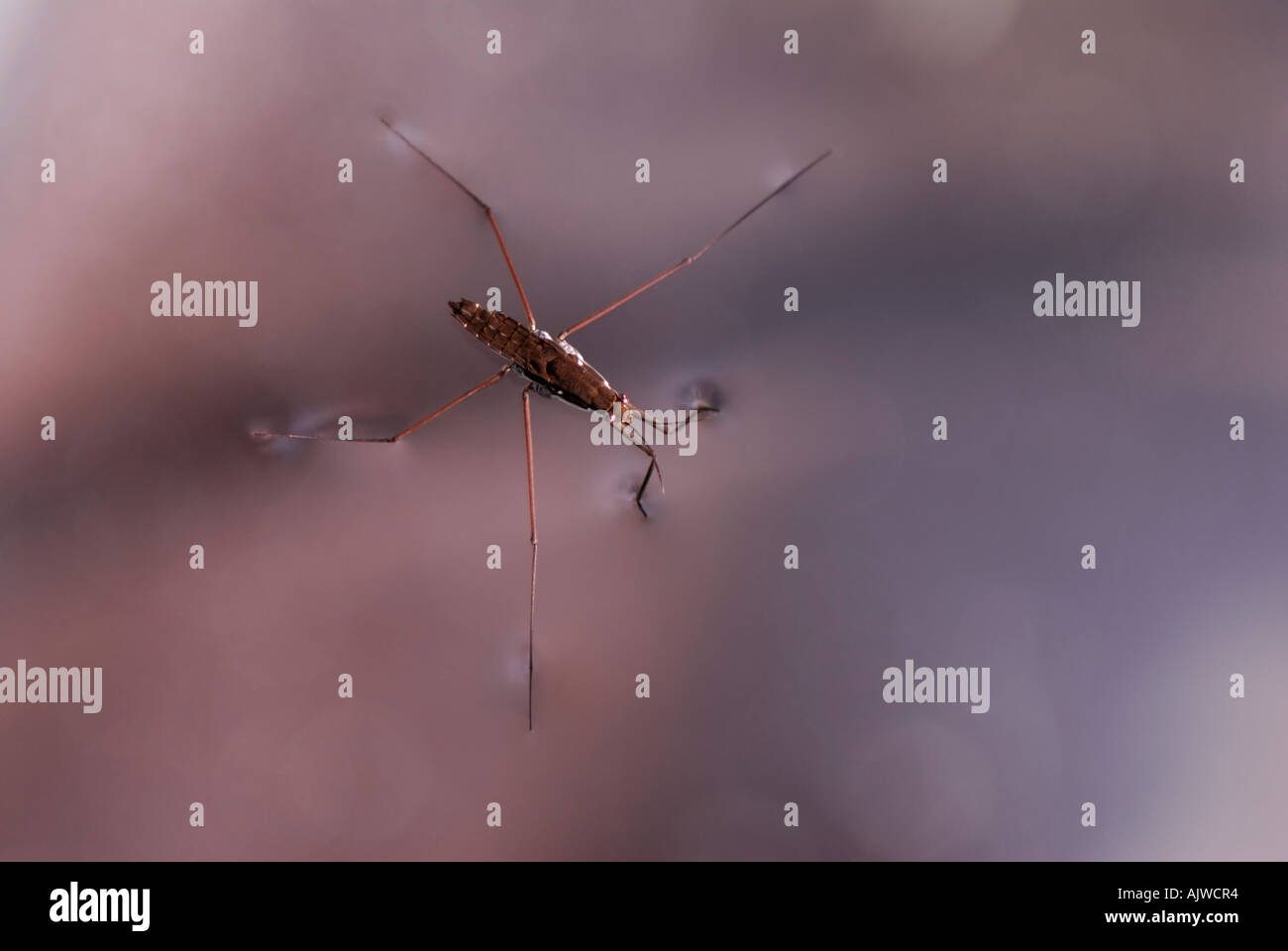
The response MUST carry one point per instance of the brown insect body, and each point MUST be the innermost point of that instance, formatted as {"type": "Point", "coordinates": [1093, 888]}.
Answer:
{"type": "Point", "coordinates": [552, 367]}
{"type": "Point", "coordinates": [555, 367]}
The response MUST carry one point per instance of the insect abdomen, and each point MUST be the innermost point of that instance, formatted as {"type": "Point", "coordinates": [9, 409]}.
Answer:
{"type": "Point", "coordinates": [502, 334]}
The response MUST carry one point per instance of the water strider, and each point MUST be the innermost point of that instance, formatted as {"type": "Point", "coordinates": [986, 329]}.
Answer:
{"type": "Point", "coordinates": [552, 367]}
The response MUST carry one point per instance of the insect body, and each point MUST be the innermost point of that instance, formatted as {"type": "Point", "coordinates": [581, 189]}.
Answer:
{"type": "Point", "coordinates": [554, 368]}
{"type": "Point", "coordinates": [552, 365]}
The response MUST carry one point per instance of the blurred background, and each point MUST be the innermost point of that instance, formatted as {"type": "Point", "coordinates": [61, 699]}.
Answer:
{"type": "Point", "coordinates": [915, 300]}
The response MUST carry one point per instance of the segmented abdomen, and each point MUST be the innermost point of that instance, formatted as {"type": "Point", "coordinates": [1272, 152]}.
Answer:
{"type": "Point", "coordinates": [502, 334]}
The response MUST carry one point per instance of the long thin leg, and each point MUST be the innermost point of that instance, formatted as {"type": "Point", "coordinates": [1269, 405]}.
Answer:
{"type": "Point", "coordinates": [527, 309]}
{"type": "Point", "coordinates": [462, 398]}
{"type": "Point", "coordinates": [632, 438]}
{"type": "Point", "coordinates": [532, 519]}
{"type": "Point", "coordinates": [692, 258]}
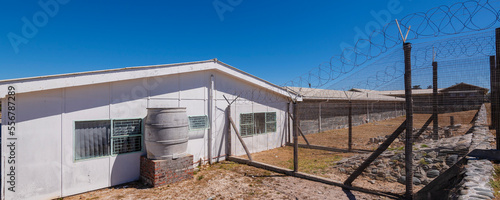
------------------------------
What to produce: Rewrite all of the data above with "innermost" switched to "centermost" everywhere and nothing else changed. Leave the pictures out of your answer.

Full output:
The response MUST carry one point per instance of the brown insect body, and each point MUST be the centermost point of that instance, formatted as {"type": "Point", "coordinates": [1093, 888]}.
Answer:
{"type": "Point", "coordinates": [552, 367]}
{"type": "Point", "coordinates": [555, 367]}
The response MUST carry one point per instance of the insect abdomen, and each point MUST be the centermost point of that instance, formatted as {"type": "Point", "coordinates": [9, 409]}.
Answer:
{"type": "Point", "coordinates": [502, 334]}
The response MUST carry one point per instance of the water strider, and each point MUST be the centermost point of that instance, formatted as {"type": "Point", "coordinates": [986, 329]}.
Answer:
{"type": "Point", "coordinates": [552, 367]}
The response MUST carry one point per instance of the insect body, and each point MUST be the centermost point of that instance, formatted as {"type": "Point", "coordinates": [581, 189]}.
Answer:
{"type": "Point", "coordinates": [554, 368]}
{"type": "Point", "coordinates": [552, 365]}
The response MUST carry one point per instance of the blurred background, and each point MUST be the centermost point of that instance, formatted as {"type": "Point", "coordinates": [61, 699]}.
Answer:
{"type": "Point", "coordinates": [915, 300]}
The response MUST carry one point per instance of the segmented abdomen, and each point MUST be the centermost point of that instance, formatted as {"type": "Point", "coordinates": [1272, 152]}.
Answer:
{"type": "Point", "coordinates": [502, 334]}
The response MUST carry one point per instance of the long thin leg, and each point MUST be the centermost point of that instance, formatted as {"type": "Point", "coordinates": [1269, 405]}.
Answer:
{"type": "Point", "coordinates": [527, 309]}
{"type": "Point", "coordinates": [462, 398]}
{"type": "Point", "coordinates": [632, 438]}
{"type": "Point", "coordinates": [532, 519]}
{"type": "Point", "coordinates": [692, 258]}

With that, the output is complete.